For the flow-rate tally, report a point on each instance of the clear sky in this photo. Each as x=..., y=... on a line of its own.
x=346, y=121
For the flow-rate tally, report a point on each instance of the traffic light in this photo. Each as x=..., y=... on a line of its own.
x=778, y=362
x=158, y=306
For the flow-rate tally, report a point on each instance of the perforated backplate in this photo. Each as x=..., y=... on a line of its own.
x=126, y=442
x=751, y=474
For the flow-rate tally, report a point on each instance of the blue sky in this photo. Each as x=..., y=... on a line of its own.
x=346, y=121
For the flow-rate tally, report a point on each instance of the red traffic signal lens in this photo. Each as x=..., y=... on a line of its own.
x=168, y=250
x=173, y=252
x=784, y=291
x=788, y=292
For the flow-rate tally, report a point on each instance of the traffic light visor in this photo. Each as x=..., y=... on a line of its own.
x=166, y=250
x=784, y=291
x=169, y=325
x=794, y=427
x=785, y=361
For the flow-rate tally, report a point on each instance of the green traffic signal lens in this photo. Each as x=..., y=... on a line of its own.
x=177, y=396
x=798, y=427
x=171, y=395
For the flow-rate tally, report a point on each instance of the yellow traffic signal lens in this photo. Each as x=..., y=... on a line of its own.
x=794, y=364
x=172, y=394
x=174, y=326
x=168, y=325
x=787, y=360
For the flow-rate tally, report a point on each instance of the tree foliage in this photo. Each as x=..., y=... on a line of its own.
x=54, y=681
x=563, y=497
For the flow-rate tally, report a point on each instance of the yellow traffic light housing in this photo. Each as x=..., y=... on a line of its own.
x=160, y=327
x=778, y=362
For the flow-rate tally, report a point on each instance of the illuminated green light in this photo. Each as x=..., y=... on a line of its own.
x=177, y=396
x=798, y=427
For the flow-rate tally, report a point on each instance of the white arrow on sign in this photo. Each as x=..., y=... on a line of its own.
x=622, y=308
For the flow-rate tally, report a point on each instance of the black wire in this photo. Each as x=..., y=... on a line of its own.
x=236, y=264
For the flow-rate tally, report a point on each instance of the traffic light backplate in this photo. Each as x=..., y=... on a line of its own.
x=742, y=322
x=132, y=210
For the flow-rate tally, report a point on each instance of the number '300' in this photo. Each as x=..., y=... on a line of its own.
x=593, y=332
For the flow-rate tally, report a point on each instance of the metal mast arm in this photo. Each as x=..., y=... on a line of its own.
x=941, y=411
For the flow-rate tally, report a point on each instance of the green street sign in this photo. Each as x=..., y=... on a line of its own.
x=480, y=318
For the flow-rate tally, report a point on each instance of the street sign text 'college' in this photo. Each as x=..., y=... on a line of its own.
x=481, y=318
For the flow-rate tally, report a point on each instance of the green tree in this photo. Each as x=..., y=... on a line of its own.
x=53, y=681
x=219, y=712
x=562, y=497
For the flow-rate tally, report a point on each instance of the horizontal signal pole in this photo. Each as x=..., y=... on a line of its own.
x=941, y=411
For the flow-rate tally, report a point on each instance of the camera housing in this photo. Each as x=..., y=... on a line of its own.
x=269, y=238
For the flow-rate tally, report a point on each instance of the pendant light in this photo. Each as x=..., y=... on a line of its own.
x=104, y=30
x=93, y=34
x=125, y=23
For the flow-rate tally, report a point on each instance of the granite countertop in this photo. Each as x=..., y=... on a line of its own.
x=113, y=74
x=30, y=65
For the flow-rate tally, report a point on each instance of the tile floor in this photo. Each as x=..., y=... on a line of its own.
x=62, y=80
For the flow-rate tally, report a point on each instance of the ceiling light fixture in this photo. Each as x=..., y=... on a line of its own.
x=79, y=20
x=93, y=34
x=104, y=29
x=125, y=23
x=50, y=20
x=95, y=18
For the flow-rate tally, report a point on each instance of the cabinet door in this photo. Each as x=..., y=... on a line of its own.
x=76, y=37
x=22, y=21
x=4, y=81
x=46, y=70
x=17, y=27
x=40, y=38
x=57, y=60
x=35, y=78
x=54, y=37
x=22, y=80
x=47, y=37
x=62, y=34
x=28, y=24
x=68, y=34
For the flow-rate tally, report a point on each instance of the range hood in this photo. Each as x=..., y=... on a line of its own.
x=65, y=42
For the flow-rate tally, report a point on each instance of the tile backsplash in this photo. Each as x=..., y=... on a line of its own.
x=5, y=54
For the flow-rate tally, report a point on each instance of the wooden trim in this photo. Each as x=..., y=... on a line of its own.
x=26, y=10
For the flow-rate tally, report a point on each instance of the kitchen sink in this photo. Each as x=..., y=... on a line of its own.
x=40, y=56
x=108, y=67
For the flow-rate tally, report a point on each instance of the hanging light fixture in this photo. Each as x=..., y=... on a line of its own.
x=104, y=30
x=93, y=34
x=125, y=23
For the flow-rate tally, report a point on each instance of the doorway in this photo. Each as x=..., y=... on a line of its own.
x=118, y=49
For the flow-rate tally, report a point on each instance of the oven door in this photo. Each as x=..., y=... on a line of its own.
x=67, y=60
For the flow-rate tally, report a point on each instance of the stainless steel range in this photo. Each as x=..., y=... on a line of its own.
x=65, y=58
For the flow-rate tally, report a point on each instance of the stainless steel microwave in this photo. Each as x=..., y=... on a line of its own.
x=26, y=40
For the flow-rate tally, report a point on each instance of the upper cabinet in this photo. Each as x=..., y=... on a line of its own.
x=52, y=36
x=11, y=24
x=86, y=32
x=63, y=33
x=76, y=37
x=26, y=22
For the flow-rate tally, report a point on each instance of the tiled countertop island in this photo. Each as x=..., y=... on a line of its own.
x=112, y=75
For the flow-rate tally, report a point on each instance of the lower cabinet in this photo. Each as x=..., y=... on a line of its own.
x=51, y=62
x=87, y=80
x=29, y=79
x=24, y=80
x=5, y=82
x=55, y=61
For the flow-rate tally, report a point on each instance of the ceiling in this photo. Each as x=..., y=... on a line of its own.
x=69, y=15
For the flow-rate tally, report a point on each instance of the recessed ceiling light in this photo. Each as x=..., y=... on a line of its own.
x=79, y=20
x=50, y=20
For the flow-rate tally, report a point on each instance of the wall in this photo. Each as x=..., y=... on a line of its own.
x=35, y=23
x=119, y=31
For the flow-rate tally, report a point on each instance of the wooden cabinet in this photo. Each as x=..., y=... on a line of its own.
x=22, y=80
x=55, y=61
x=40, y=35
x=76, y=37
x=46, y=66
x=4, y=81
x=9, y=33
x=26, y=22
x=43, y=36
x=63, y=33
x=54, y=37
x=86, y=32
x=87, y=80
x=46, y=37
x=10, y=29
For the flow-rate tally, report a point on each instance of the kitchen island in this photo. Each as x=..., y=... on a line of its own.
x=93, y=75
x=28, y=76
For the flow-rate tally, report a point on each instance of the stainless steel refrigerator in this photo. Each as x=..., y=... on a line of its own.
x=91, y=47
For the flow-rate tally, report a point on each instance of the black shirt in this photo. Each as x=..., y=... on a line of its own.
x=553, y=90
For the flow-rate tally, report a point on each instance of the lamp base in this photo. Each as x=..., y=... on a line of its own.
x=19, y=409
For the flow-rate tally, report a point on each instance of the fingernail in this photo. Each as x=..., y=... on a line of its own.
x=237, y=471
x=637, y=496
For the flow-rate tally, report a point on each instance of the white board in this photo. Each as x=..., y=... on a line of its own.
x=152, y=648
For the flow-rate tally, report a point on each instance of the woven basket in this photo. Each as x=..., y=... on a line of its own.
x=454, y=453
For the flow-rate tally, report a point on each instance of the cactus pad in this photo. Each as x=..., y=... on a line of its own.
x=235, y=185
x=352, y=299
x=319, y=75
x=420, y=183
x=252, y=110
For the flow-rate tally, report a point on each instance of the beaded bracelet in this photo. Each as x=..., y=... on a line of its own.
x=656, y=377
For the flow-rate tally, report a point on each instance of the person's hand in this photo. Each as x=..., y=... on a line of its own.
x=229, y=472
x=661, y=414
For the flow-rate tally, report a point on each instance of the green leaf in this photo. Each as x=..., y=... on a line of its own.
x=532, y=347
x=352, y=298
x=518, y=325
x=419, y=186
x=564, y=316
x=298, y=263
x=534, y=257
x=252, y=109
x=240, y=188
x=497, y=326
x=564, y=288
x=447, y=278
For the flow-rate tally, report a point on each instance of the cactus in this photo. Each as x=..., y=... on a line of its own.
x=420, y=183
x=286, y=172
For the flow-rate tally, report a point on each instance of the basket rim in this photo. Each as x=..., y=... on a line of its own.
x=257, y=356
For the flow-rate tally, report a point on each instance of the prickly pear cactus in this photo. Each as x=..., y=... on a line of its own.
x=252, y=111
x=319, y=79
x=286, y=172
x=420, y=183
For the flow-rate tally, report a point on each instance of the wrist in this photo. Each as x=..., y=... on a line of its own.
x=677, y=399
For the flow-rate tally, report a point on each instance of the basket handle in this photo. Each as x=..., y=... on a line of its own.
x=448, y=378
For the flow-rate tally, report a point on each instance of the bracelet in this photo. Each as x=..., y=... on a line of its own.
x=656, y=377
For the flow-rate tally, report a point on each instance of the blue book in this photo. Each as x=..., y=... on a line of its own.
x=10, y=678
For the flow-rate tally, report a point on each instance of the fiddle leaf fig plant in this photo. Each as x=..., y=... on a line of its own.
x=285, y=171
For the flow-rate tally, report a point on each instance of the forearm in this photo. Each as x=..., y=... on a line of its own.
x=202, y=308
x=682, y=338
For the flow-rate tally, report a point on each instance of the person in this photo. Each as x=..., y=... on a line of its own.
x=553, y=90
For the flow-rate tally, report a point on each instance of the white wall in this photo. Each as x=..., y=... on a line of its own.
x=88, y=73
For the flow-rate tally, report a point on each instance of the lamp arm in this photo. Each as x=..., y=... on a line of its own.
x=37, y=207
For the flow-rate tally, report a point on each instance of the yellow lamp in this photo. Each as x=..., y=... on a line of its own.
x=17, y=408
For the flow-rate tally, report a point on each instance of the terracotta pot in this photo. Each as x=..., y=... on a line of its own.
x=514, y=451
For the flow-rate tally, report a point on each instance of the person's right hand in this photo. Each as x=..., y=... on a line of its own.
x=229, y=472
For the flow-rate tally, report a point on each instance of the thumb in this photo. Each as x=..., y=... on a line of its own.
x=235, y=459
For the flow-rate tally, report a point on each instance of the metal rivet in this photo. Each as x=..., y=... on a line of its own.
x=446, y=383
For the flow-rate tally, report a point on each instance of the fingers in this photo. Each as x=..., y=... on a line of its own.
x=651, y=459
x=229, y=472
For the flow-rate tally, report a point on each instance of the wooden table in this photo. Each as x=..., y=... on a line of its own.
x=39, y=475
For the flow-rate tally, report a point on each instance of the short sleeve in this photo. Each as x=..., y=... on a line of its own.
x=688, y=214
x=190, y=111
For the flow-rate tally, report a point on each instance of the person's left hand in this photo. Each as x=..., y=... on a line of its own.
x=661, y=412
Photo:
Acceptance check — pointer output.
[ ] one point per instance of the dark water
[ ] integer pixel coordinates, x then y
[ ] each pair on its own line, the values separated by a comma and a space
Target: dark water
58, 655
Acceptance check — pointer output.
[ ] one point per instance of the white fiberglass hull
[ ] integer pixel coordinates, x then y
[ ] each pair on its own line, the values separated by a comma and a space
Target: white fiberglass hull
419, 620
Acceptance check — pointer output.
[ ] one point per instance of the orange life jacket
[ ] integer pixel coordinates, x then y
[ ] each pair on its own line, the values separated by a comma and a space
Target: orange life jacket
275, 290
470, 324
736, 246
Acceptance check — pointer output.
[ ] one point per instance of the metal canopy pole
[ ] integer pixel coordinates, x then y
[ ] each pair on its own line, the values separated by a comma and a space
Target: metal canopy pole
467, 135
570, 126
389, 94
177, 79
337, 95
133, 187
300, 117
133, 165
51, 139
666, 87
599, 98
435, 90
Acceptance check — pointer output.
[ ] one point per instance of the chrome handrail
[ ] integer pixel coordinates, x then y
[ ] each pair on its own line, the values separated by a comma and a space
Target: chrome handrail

== == ==

**Exercise task:**
Tally the lines in the records above that contain the string "cabinet". Report only the count.

**Reply:**
4